You know, I bet “About Last Night” would be a really good name for a blog about art, music, and cultural events of one kind or another.  If I had a blog like that, I would tell a story about last night, when Janet and I traveled to the Philadelphia premiere of The Passion of Joan of Arc / Voices of Light.

The story would go something like this.  Richard Einhorn, the composer of Voices of Light (1994), got in touch with me via the Internets at some point last year about something or other, and we corresponded for a while; in late October I met him and his wife in New York, and we caught a performance of something at the Brooklyn Academy of Music and hung out for a bit.  By happy coincidence, my mother had seen Joan / Voices in Norfolk earlier that year, and described it to me as if it were something approaching an out-of-body experience; so by the time I met Richard Einhorn himself I’d bought the CD and listened to it a couple of times, and was mightily impressed, but I didn’t know anything about the film except what I’d read in the liner notes to the CD.  So Richard very kindly invited me and Janet to last night’s performance.

Ahem.  You see, in keeping with my customary practice of representing myself on this blog as if I were much cooler than I am, I have to establish first that Janet and I went to see this performance as guests of the composer.  This kind of thing happens all the time, I assure you.

Now, the film by itself is an amazing work of art—which is one of the reasons Einhorn wrote Voices of Light for it.  Its history is bizarre, but rather than paraphrase things I’ve learned only recently, I’ll just crib from the program notes:

The strange history of Carl Dreyer’s The Passion of Joan of Arc (1928) nearly equals Joan’s itself. It has many of the same elements, including obsession, madness, and even fire.

The original screenplay for Joan was by Joseph Delteil, who had written a rather hyperventilated book about her. For one reason or another, Dreyer chose to forgo most of Delteil’s ideas and instead used actual excerpts from the trial transcripts as the script (the film, which is set entirely at Joan’s trials, and burning, compresses the action of the trial from seven months into a single day).

The film, censored somewhat by the Catholic Church prior to its release, was soon hailed as one of the greatest films of all time. Reneé Falconetti’s performance as Joan was (and is) considered one of the most extraordinary ever filmed. With its extreme close-ups and bizarre camera angles, with an editing rhythm that breaks nearly every rule of the craft, The Passion of Joan of Arc makes virtually every movie critic and scholar’s short list of masterpieces. It clearly influenced such filmmakers as Bergman, Fellini, and Hitchcock, and echoes of its intense style appear in the work of such contemporary masters as Martin Scorsese. Shot without makeup and with “natural” acting, Joan looks like it was finished yesterday.

■ What to do: Output the stretch of the blog post from "Now, the film" through "a single day)." word for word.

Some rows
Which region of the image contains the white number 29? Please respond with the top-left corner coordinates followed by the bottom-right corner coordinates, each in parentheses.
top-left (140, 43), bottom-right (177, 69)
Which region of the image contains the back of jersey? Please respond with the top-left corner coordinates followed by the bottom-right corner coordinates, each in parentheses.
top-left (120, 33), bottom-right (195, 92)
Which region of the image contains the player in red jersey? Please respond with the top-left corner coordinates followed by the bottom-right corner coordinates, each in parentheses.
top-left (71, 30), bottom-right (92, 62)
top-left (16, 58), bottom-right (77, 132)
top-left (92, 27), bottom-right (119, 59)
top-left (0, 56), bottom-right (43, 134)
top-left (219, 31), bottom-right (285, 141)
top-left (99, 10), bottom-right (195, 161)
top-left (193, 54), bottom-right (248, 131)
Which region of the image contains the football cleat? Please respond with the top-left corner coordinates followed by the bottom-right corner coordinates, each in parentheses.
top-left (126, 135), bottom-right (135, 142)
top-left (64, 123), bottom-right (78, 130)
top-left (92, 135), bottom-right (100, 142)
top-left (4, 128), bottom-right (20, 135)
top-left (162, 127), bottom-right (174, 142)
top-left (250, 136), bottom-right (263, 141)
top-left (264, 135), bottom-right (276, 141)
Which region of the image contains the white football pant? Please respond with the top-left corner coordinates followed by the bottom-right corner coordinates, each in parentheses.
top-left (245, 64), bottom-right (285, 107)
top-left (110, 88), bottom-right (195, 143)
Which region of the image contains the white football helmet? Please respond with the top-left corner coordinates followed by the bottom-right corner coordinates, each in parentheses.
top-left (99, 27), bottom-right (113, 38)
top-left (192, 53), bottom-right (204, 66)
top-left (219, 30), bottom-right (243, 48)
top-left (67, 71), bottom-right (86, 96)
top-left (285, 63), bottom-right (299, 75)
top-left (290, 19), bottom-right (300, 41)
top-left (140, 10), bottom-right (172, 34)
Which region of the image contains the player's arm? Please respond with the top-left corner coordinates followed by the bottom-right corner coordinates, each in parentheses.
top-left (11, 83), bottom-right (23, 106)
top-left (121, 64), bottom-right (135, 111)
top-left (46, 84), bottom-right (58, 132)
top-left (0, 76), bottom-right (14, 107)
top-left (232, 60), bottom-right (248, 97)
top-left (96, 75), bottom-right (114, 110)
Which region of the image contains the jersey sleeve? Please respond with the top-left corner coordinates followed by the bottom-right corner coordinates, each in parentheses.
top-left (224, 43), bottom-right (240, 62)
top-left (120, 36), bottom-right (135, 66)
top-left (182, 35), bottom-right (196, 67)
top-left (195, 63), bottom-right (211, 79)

■ Expected answer:
Now, the film by itself is an amazing work of art—which is one of the reasons Einhorn wrote Voices of Light for it.  Its history is bizarre, but rather than paraphrase things I’ve learned only recently, I’ll just crib from the program notes:

The strange history of Carl Dreyer’s The Passion of Joan of Arc (1928) nearly equals Joan’s itself. It has many of the same elements, including obsession, madness, and even fire.

The original screenplay for Joan was by Joseph Delteil, who had written a rather hyperventilated book about her. For one reason or another, Dreyer chose to forgo most of Delteil’s ideas and instead used actual excerpts from the trial transcripts as the script (the film, which is set entirely at Joan’s trials, and burning, compresses the action of the trial from seven months into a single day).